> _Exercises_:
1. In the text on agency new-business pitches, condense the paragraph beginning "When dealing with adversity in a pitch" into a short bulleted list that keeps its main points.
2. Extend the text on creative agencies pitching for new business, picking up after its final sentence.

> _Source document_:

Here lies the conundrum for creative shops. The rules of engagement when pitching a piece of new business are counterintuitive to the DNA that allows them to generate great work.
Creative agencies thrive on being intense. We are daring and outspoken by design. We are people who wear our hearts on our sleeves and we channel all of that energy in an effort to make a great product. To sum it up, we are passionate about what we do. Unfortunately, all of that passion goes from being a creative blessing to an albatross on your morale when mixed with "pitch adversity."
There's a natural propensity for creative people to let anxiety creep into the new-business process. Whether it's conspiracy theories about who's pitching, second-guessing the ideas that were put forward, or simply frustration surrounding the engagement process, agencies get strained when courting new clients.
When dealing with adversity in a pitch, the best approach is to keep to the high road. Don't leave multiple voice messages or send frantic emails to a client if you haven't heard anything from them for a week. Maintain contact, and don't write an account off if the client has gone off the radar for a bit. More often than not, a delay means that the client was dealing with other issues and hasn't come to a decision yet. Building a successful relationship with a client is a marathon, not a sprint.

> _Record set_:

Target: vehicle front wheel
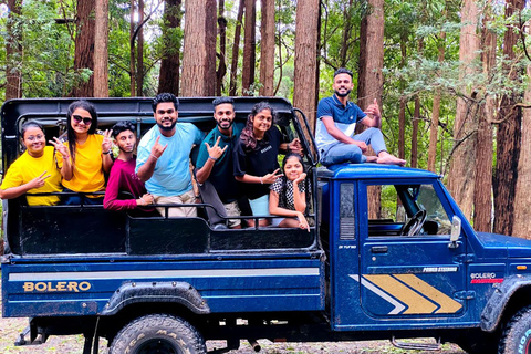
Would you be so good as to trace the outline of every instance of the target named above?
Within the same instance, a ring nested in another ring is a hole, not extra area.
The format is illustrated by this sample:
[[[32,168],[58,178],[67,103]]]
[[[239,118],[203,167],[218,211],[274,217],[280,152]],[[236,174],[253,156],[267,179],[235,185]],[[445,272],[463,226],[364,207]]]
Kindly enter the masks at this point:
[[[498,353],[531,354],[531,306],[517,312],[507,323]]]
[[[118,332],[110,354],[205,354],[201,334],[183,319],[150,314],[127,324]]]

> _Task-by-task outputs_:
1.
- Take the high road when a pitch runs into adversity.
- Don't leave multiple voice messages or send frantic emails if a client has been silent for a week.
- Keep in contact, and don't write off an account because the client has gone quiet for a while.
- A delay usually means the client was handling other issues and hasn't decided yet.
- A successful client relationship is a marathon, not a sprint.

2.
A lot of agencies fall into the trap of being overly aggressive when they want an account. Recently, when a CMO I know was managing a pitch, a creative director from a high-profile NYC firm gave him a call right before the client was due to make a decision and extolled that they would "make history" together. While this premise was cool, the proposition was unbelievable and desperate. In his effort to push the account over the top, this last-minute attempt to close the deal ultimately hurt the agency's chances, and they lost the pitch. The rest, as they say, is history.
And lastly, don't burn bridges if you don't win a pitch. Even the best agencies in the world get passed over. Sometimes it's hard to accept, particularly if you presented a great campaign. Once the decision is made, keep your cool. In the immortal words of Donnie Brasco, "Forget about it."
All too often people that were salivating over an account go sour when they lose a pitch. The decision is taken personally and the natural reaction is to look for someone, or something to blame.
You're far better off demonstrating understanding and leaving the door open with a prospective client. After all, you've invested time and energy familiarizing yourself with a client's brand and their business -- if the pitch was truly effective, you'll likely get consideration for future work.
On more than one occasion I've played the gentleman in defeat. Whether we were told that we are too small (a common misconception) or that our competitors have more relevant work experience (as opposed to a fresh perspective?), I always maintain confidence in our approach and our abilities. As a result, we frequently get reconsideration when these clients engage on new projects, or better yet, decide the agency they went with was failing to meet the expectations they set in the pitch. (We call that a clean-up assignment.)
While this isn't necessarily the textbook model to follow for winning new business, it does demonstrate that the "underdog" doesn't always finish last. Even when you are initially beat, you may be deemed the better solution once the client rolls up their sleeves and wants to start achieving some results. Sometimes losing the battle still means winning the war.